[Opening Material shown section]

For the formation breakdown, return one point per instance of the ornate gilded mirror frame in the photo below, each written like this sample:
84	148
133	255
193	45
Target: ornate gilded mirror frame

[Closing Material shown section]

Aim of the exercise: Copy the data above in its entirety, exactly as given.

Written response:
For the formation breakdown, return one point per instance of the ornate gilded mirror frame in the photo below, each written like this sample:
84	148
133	255
193	45
Target: ornate gilded mirror frame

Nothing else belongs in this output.